== Texto extraído ==

Predicar.

En nuestros días predicar es tanto anunciar el acontecimiento de la sal vación como exhortar (parakalein) o enseñar (didaskein). Por el contra rio, en el NT los verbos keryssein y euangelidsesthai restringen la predicación a la proclamación solemne (kerygma) de un hecho: Jesús es señor y salvador. Esta restricción, sin embargo, no empobrece la predicación en sentido lato, pues descubre la fuente en que se debe alimentar toda enseñanza y toda exhortación: el mensaje pascual. Esta proclamación tiene enlaces en el AT; el que predicaba entonces la palabra de Dios era el profeta: impulsado por el Espíritu de Dios, anunciaba a sus contemporáneos el juicio divino; su palabra era palabra de Dios. En el NT la palabra de los predicadores es todavía palabra de Dios, pero desde que ésta se encarnó en Jesús, Cristo es quien mide su palabra y su existencia.

1. EL MENSAJE DE LA PREDICACIÓN CRISTIANA.

No obstante la diversidad de los tiempos, de los lugares y de los auditorios, las predicaciones de Juan Bautista, de Jesús, de Pedro o de Pablo ofrecen todas un mismo esquema y una misma orientación: llamar a la conversión y anunciar un acontecimiento.

1. Llamamiento a la conversión.

Una misma palabra inaugura la predicación de Jesús y la de su Precursor, y corona la de los primeros sermones apostólicos “¡Arrepentíos!” (Mt 3,2; 4,17; Hech 2,38; 3,19; 5,31; 10, 43; 13,38s). La verdad que se ha anunciado no tiene, pues, nada que ver con una teoría que uno es libre para admitir; requiere por parte del oyente un compromiso, pues palabra y verdad, según su sentido bíblico, tienen valor de vida. Toda predicación que no venga a parar en un llamamiento a la penitencia se expone a cesar de ser Evangelio para convertirse en conferencia.

2. Proclamación de un acontecimiento.

Si exige conversión, no es en virtud de una exhortación moralizadora, sino porque anuncia el acontecimiento de la salvación.

===
== Material recopilado ==

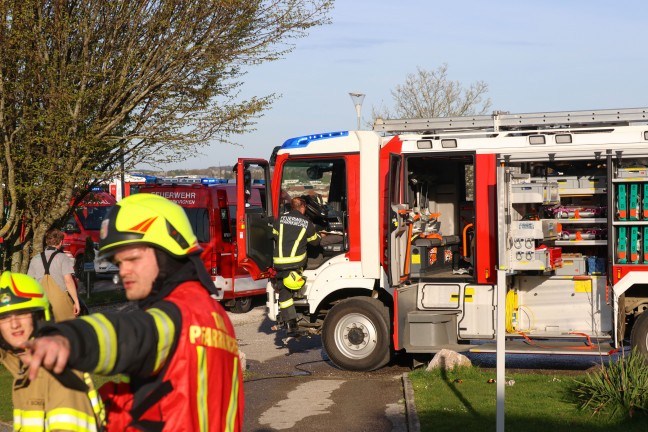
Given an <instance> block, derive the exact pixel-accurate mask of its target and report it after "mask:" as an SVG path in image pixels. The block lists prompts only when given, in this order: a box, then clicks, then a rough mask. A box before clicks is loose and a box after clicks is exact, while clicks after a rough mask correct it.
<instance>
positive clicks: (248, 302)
mask: <svg viewBox="0 0 648 432" xmlns="http://www.w3.org/2000/svg"><path fill="white" fill-rule="evenodd" d="M264 191H265V188H264V187H263V185H252V186H251V188H250V190H249V192H250V194H249V196H248V202H247V205H248V211H253V210H255V209H258V210H259V211H261V210H262V203H263V202H264V200H263V199H262V196H263V195H264ZM139 192H140V193H153V194H157V195H161V196H163V197H165V198H167V199H169V200H171V201H173V202H175V203H177V204H178V205H180V206H181V207H182V208H184V210H185V212H186V213H187V216H188V217H189V221H190V222H191V225H192V227H193V229H194V232H195V233H196V236H197V237H198V242H199V243H200V245H201V246H202V247H203V252H202V255H201V258H202V260H203V262H204V263H205V267H206V268H207V271H208V272H209V273H210V275H211V277H212V280H213V281H214V285H215V286H216V288H218V292H219V295H218V297H219V298H218V299H219V300H221V301H222V303H223V304H224V305H225V306H227V307H228V308H230V310H231V311H232V312H235V313H245V312H248V311H249V310H250V309H251V308H252V305H253V299H254V296H258V295H265V293H266V281H265V280H253V279H252V278H251V277H250V275H249V274H248V272H247V271H246V270H244V269H243V268H241V267H239V266H238V265H237V261H236V244H237V242H236V238H234V237H233V236H232V232H233V219H234V215H235V214H236V184H234V183H227V180H222V179H215V178H158V179H157V180H156V184H146V185H141V186H140V189H139Z"/></svg>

===

### Consigna
Indica si cada afirmación coincide con el texto sobre la predicación. Responde sí o no y cita literalmente las palabras del texto que lo deciden: (a) En el NT, los verbos keryssein y euangelidsesthai extienden la predicación a la exhortación y la enseñanza. (b) En el AT, quien predicaba la palabra de Dios era el profeta. (c) La predicación exige conversión en virtud de una exhortación moralizadora.

### Respuesta
(a) No: "en el NT los verbos keryssein y euangelidsesthai restringen la predicación a la proclamación solemne (kerygma) de un hecho".
(b) Sí: "el que predicaba entonces la palabra de Dios era el profeta".
(c) No: "no es en virtud de una exhortación moralizadora, sino porque anuncia el acontecimiento de la salvación".